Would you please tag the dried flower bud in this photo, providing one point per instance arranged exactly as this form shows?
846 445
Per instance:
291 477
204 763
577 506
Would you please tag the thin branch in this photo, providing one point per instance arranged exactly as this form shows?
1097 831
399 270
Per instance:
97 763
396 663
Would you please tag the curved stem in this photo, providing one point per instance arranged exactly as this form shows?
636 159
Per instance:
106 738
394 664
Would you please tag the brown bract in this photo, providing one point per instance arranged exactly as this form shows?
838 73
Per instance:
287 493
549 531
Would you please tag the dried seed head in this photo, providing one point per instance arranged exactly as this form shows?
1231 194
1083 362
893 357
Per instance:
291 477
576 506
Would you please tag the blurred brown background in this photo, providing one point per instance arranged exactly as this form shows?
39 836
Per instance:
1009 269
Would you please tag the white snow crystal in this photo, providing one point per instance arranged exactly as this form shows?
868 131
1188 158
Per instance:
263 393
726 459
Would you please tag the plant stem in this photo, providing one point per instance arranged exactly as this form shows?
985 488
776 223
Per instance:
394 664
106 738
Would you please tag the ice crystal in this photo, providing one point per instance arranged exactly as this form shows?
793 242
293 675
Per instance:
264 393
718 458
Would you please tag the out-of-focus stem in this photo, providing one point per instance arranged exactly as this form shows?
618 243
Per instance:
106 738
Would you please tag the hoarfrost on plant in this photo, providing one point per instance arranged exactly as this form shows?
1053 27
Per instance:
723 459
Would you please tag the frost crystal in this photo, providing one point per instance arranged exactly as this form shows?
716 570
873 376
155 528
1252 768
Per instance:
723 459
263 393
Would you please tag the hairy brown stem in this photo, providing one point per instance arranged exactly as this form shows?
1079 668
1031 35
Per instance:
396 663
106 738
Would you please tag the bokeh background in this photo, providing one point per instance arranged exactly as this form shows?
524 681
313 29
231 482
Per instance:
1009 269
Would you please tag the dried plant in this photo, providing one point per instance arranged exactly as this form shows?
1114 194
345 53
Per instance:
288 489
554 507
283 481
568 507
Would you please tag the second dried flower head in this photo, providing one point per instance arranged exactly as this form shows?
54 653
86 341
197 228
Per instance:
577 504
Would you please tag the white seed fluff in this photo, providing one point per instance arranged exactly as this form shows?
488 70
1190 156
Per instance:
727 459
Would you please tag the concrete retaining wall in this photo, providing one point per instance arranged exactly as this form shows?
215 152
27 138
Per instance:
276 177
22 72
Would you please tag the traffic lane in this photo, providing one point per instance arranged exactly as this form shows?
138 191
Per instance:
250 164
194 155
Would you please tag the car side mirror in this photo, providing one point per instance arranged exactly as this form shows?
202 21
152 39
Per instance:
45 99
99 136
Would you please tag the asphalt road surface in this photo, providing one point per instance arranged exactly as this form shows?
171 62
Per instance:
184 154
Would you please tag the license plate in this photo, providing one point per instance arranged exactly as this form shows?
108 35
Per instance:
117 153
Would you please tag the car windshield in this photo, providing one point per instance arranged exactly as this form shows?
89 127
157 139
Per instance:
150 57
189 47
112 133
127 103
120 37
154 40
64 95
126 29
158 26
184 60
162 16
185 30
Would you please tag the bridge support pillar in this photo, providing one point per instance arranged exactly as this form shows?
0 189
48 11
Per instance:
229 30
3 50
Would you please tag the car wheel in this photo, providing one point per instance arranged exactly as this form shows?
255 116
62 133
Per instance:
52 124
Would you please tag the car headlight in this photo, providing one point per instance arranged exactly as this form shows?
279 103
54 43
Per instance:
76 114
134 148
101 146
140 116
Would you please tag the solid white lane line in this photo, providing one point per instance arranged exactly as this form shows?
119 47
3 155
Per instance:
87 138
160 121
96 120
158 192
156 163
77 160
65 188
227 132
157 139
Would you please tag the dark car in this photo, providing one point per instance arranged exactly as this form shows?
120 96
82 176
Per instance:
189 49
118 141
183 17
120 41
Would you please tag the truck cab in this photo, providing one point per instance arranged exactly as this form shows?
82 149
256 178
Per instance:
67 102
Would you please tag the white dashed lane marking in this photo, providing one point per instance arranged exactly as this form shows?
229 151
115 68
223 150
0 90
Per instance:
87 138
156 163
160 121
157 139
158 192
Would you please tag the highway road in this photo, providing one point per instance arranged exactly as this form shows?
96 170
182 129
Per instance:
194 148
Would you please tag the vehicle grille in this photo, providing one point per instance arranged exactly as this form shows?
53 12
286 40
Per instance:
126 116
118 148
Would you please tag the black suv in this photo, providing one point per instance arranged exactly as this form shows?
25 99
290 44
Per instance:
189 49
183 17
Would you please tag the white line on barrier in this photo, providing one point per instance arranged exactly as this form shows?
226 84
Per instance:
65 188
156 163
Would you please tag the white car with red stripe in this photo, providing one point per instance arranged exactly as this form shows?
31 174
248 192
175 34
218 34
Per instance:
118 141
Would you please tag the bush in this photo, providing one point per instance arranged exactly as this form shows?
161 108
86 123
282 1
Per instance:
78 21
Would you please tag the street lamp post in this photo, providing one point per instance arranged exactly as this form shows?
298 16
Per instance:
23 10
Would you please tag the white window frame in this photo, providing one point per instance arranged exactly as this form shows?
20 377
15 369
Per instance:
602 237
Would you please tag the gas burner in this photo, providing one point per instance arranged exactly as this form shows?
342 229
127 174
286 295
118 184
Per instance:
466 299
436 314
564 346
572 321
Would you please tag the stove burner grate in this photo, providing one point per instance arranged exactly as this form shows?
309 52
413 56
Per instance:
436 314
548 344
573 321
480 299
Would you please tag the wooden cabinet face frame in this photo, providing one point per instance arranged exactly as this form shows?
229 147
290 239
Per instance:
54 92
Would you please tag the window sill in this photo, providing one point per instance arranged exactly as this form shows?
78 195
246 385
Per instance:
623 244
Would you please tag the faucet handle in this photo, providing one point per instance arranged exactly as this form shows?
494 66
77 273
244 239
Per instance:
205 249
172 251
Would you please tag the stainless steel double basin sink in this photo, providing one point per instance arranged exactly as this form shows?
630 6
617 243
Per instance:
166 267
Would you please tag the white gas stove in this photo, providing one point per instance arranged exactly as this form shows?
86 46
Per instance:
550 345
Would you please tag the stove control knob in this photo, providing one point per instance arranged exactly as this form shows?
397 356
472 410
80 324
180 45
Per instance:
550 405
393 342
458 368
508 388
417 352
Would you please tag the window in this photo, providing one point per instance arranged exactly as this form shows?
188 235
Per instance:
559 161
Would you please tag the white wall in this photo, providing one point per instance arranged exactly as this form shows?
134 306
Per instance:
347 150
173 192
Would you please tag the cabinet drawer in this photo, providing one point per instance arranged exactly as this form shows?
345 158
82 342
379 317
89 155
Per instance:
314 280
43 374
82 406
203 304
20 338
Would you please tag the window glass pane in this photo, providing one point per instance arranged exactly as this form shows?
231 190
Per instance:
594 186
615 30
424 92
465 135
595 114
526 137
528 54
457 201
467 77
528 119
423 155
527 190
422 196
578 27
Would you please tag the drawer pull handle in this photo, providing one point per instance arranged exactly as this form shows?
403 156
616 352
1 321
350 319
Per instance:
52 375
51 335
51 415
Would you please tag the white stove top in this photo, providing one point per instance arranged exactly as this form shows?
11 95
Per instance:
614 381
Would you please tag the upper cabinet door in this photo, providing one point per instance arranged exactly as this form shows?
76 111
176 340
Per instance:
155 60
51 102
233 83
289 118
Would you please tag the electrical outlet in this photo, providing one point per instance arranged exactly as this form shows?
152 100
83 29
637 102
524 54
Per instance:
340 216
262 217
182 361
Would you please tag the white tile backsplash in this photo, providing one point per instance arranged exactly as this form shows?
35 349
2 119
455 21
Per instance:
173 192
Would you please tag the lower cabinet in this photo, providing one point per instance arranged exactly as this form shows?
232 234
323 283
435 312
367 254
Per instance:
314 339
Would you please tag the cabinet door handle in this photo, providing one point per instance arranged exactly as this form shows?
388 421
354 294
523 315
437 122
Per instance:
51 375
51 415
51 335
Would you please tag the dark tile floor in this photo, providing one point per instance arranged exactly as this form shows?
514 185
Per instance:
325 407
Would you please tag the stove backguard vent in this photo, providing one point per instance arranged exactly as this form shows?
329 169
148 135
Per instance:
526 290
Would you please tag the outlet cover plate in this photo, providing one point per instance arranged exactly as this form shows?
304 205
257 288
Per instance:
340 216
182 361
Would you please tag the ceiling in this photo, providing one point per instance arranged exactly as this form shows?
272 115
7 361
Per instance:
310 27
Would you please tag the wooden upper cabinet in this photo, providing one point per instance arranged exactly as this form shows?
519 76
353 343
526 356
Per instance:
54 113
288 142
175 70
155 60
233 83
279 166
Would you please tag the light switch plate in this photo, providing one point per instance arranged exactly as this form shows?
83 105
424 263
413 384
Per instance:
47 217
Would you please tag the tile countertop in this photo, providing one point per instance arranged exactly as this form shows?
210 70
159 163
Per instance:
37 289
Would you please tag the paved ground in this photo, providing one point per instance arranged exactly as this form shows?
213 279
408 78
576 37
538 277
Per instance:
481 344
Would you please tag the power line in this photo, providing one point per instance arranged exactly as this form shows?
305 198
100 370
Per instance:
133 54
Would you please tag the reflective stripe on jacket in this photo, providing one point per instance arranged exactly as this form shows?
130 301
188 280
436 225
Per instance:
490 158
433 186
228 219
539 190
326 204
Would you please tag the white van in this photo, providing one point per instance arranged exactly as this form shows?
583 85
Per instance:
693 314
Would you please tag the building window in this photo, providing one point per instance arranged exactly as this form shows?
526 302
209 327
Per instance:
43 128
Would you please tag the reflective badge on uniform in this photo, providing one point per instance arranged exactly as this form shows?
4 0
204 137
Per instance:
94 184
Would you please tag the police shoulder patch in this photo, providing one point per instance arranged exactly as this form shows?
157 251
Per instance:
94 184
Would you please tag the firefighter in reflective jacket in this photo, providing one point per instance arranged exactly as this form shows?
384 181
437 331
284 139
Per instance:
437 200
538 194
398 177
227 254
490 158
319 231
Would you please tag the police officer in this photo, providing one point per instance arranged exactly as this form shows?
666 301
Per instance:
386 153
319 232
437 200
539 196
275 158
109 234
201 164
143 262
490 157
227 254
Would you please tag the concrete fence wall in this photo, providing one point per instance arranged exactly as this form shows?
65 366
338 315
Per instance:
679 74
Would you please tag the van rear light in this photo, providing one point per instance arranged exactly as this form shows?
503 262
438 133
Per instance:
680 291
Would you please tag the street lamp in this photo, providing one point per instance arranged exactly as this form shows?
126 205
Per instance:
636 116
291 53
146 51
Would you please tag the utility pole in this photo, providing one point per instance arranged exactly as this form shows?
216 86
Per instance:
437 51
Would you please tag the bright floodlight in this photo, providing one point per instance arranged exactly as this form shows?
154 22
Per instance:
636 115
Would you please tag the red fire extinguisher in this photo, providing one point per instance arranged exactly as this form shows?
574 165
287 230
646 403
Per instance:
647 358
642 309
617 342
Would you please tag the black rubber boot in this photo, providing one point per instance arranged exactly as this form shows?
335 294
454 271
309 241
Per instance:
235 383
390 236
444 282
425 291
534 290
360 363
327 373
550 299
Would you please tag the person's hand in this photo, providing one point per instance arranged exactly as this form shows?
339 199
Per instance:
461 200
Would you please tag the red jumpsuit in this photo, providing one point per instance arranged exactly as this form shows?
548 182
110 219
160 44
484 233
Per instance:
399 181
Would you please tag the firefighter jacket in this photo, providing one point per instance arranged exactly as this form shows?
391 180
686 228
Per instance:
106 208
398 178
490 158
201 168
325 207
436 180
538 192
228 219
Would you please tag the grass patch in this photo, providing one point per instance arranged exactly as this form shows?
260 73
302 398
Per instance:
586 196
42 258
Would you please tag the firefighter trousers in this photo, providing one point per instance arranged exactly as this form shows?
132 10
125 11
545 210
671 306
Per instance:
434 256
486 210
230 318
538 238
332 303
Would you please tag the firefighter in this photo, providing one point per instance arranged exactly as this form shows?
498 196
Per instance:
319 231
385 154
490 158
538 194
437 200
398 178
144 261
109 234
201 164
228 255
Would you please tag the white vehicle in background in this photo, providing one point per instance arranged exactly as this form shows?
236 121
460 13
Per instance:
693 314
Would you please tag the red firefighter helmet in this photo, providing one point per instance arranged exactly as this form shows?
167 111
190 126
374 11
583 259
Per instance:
• • • • •
__Task to carry out__.
Put every line from the one containing "Would you please tag the red firefighter" through the end of the records into a JSON list of strings, one string per line, leaving out blank lines.

__Output of the exercise__.
[
  "Would you please tag the red firefighter helmet in this photo, providing one point per instance arranged exactly as this form shows?",
  "167 111",
  "190 126",
  "374 11",
  "583 259",
  "Per instance:"
]